Rewrite all the rows below, requests included, and shift every x and y coordinate in the answers up by 69, leaving the coordinates in the requests' format samples unchanged. Omit the pictures from your output.
═══ Data
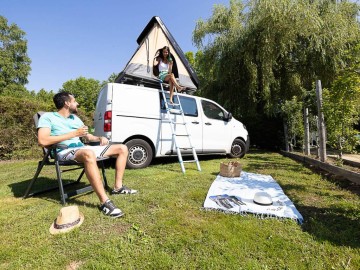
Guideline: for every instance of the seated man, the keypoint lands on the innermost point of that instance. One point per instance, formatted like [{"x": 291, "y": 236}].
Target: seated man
[{"x": 65, "y": 127}]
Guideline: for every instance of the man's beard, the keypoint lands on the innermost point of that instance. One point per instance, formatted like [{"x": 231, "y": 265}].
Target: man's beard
[{"x": 73, "y": 110}]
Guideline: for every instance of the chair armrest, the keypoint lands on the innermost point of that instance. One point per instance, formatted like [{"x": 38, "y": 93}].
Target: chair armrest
[{"x": 57, "y": 146}]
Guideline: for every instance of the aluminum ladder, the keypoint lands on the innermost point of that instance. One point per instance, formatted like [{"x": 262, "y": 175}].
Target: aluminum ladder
══════
Answer to this exercise:
Guideline: for every instance of the seated man, the keypoint lands on the innermost point of that instance. One point per instance, formatted like [{"x": 291, "y": 236}].
Target: seated man
[{"x": 134, "y": 196}]
Guideline: for every instance of the man's beard, the keypoint lands on the innermost point of that instance. One point per instance, formatted like [{"x": 231, "y": 265}].
Target: man's beard
[{"x": 142, "y": 179}]
Guideline: for every instance of the chair armrest, the keypoint lands on the innermost point of that instance. One point per instance, formatted like [{"x": 38, "y": 93}].
Target: chair armrest
[{"x": 126, "y": 215}]
Guideline: for every instance of the aluminum ladder, the keypoint lands on the innermost point of that instance. One point per instance, formatted like [{"x": 262, "y": 175}].
Target: aluminum ladder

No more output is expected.